On Tuesday, 29 May 2018 7:34 Richard Brown wrote:
A SLE bug is typically filed by a member of SUSE's support organisation, not filed by SUSE's customers. It will almost always include logs sent to SUSE in confidence. SUSE always recommend that the customer sanitise any logs before sending them but there is always the chance for personal or security sensitive information to be lurking in there.
It's not only logs, these bugs often contain data files needed to reproduce the issue or packet captures; those would be really hard to sanitize. Not to mention that any sanitization (or rather obfuscation) may hide important information. Any comment can casually mention something about network topology, equipment used etc. Actually, even company name can be a problem - and it's really hard to keep using "customer" everywhere rather than simply the name.
And then there are security incidents under embargo, which obviously are private and have to remain so until the embargo is lifted. These are so private that most SUSE employees can't even see them.

#### [REQUIREMENT 1]
According to the post about SUSE bug privacy, who typically files an SLE bug?
#### [REQUIREMENT 2]
Copy word for word the passage of the post about SUSE bug privacy that begins with the words "On Tuesday, 29" and ends with "lurking in there.".
The items that come next have no connection to the post about SUSE bug privacy.

#### [INFORMATION PROVIDED]
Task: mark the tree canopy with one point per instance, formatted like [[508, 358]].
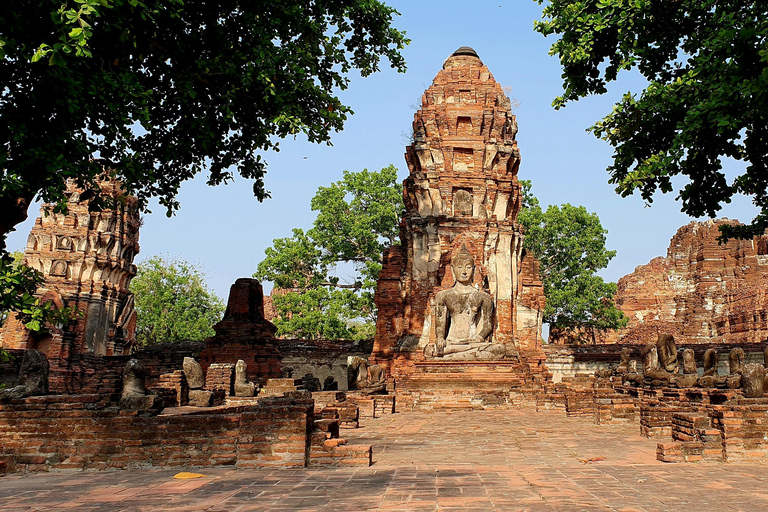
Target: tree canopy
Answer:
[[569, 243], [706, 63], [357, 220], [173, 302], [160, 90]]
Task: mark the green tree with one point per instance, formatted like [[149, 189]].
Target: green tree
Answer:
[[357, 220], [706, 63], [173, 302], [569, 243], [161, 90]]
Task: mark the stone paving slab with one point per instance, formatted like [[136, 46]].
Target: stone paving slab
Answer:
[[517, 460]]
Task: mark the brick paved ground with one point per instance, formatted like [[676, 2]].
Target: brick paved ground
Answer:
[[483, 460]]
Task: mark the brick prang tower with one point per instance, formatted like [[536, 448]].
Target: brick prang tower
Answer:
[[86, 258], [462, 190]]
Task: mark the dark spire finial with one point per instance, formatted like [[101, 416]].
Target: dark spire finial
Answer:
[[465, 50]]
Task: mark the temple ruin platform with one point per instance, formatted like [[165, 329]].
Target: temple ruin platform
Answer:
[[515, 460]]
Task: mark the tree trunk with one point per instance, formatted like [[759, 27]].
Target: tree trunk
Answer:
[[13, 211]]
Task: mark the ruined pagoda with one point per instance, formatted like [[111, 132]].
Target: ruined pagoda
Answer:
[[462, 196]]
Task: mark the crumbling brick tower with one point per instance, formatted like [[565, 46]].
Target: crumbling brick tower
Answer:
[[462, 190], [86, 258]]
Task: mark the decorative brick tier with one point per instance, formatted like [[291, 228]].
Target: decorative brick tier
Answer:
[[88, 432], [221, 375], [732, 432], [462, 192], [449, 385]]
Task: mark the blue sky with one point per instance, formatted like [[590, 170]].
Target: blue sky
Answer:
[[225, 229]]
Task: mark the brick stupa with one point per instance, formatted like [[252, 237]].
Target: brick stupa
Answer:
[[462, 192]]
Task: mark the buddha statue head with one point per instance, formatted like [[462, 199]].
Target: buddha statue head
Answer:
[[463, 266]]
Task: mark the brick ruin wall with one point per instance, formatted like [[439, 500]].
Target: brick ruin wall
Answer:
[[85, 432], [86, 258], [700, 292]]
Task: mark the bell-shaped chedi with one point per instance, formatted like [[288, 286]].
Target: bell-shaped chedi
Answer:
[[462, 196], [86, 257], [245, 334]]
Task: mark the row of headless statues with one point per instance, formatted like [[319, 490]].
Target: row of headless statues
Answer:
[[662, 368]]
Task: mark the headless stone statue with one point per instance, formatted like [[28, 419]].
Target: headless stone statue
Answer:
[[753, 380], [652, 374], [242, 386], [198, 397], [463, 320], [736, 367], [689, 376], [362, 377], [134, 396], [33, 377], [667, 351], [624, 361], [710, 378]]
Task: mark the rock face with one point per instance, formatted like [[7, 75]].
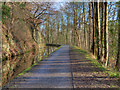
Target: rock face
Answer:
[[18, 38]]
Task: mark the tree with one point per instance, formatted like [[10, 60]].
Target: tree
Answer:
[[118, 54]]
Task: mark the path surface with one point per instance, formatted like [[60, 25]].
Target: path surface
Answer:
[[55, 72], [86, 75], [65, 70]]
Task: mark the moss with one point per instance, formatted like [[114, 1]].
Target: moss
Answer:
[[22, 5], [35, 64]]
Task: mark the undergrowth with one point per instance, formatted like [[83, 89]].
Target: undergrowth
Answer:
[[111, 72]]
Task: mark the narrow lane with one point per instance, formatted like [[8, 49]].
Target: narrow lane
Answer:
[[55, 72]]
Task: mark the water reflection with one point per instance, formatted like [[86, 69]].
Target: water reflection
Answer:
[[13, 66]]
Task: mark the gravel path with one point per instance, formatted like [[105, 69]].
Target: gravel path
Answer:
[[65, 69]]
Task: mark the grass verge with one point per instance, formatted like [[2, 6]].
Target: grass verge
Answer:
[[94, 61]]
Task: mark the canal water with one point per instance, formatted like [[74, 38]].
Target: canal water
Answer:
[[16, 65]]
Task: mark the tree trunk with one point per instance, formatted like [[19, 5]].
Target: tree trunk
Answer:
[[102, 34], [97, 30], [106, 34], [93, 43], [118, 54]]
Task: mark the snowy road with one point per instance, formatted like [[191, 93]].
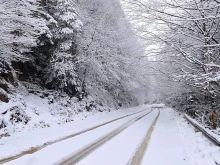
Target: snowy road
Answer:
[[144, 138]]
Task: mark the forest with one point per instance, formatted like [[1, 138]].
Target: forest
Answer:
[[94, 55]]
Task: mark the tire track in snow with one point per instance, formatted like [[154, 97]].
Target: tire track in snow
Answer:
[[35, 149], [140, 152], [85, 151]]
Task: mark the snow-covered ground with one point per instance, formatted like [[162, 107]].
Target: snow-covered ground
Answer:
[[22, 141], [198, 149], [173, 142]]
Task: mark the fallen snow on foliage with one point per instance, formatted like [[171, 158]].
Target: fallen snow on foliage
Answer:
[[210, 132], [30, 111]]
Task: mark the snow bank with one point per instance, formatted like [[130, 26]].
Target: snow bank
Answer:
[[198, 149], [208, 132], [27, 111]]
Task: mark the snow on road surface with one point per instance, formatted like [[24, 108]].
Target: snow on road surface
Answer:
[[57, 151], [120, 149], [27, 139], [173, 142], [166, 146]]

* * *

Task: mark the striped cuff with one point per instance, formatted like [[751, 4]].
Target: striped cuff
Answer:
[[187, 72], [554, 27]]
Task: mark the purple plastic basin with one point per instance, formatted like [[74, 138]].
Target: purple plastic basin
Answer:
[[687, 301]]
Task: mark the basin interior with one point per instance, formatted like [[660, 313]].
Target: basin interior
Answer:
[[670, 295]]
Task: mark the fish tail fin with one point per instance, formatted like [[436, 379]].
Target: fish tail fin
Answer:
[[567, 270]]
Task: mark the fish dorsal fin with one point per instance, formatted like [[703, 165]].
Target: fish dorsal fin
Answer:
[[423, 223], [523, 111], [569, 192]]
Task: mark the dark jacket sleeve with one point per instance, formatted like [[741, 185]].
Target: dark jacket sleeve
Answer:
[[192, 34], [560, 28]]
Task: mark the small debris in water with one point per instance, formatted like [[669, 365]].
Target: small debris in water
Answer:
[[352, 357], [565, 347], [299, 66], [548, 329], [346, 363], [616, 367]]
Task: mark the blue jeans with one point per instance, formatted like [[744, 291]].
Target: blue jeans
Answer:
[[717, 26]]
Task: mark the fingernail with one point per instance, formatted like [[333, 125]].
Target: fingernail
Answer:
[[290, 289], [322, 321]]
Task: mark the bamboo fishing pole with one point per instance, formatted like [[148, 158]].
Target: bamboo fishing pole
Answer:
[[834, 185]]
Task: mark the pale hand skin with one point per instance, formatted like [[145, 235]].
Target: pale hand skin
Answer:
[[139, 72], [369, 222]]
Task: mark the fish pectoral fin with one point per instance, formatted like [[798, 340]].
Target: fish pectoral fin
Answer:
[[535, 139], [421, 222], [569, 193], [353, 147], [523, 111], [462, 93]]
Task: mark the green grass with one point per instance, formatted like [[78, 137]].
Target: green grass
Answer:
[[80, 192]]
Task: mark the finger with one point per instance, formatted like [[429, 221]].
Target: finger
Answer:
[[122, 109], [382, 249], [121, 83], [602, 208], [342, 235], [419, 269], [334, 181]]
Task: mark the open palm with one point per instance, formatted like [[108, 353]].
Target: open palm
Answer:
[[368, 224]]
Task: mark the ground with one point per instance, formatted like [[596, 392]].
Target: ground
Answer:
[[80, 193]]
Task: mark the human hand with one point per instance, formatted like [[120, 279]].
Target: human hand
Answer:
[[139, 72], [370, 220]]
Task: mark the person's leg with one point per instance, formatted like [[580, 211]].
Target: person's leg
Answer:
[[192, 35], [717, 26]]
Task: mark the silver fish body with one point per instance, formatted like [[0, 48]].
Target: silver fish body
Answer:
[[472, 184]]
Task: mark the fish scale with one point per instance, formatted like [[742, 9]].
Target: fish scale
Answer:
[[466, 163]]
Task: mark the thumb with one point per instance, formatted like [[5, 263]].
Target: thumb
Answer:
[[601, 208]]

#### [FULL SOLUTION 1]
A member of SUSE's support organisation.

#### [FULL SOLUTION 2]
On Tuesday, 29 May 2018 7:34 Richard Brown wrote:
A SLE bug is typically filed by a member of SUSE's support organisation, not filed by SUSE's customers. It will almost always include logs sent to SUSE in confidence. SUSE always recommend that the customer sanitise any logs before sending them but there is always the chance for personal or security sensitive information to be lurking in there.